### PAGE TEXT
(begin)
Fewer partitions are better (Re: Disk Layout/Partitioning Practices)

Ow Mun Heng ow.mun.heng at wdc.com
Thu Jan 29 10:03:14 UTC 2004


> -----Original Message-----
> From: dballester at kernpharma.com [mailto:dballester at kernpharma.com]
> Sent: Thursday, January 29, 2004 5:25 PM
> To: fedora-list at redhat.com
> Subject: Re: Fewer partitions are better (Re: Disk Layout/Partitioning
> Practices)
>
> 
> Hi:
>       I understand your point of view but I disagree with 
> you. I'm sysadmin
> and I NEED to have system data and user data in three or more physical
> partitions ( at least /boot, / and /where_user-app_data_is ). 
> The reason is
> disponibility. I'm totaly agree with LVM and RAM reasons that 
> you exposed
> but having all data in / is dangerous.
>       Think about a damaged filesystem. In parititioned 
> systems, if the
> damaged filesystem is user data or /boot, I can unmount it 
> easily, repair
> it, and mount it again. If all system except /boot are in /, I need to
> shutdown the machine, startup in 'recovery mode', repair and 
> start machine.
(end)
### DATA LINES
(begin)
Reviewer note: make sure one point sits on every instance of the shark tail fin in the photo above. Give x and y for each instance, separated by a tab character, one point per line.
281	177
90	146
(end)
### REQUIREMENTS
1. In one to three sentences, explain why the sysadmin in the partitioning email says having all data in / is dangerous.
2. Carry the partitioning email further, picking up after its last sentence.
The material has no connection to the partitioning email.

### RESPONSES TO THE TASKS
1. If a filesystem holding user data or /boot is damaged on a partitioned system, it can be unmounted, repaired and mounted again easily. If everything except /boot is in /, the machine has to be shut down, started in recovery mode, repaired and then started again.

2.
>       In this machine, for example we can have, internal dns, 
> dhcp server,
> cups ( printing ) and samba server. Using different 
> partitions, samba user
> data can be unmounted, and printig, dns and dhcp will not be 
> affected. With
> only / I can have all people in company stopped for a while.
>       In the other hand, if the computer is for personal use, 
> It's logical
> to have all in /, no problem :)

This makes perfect sense to me.. If one fs/partition gets curruppted, 
they don't take down the whole disk..

BY far the best explanation I've read.

Cool.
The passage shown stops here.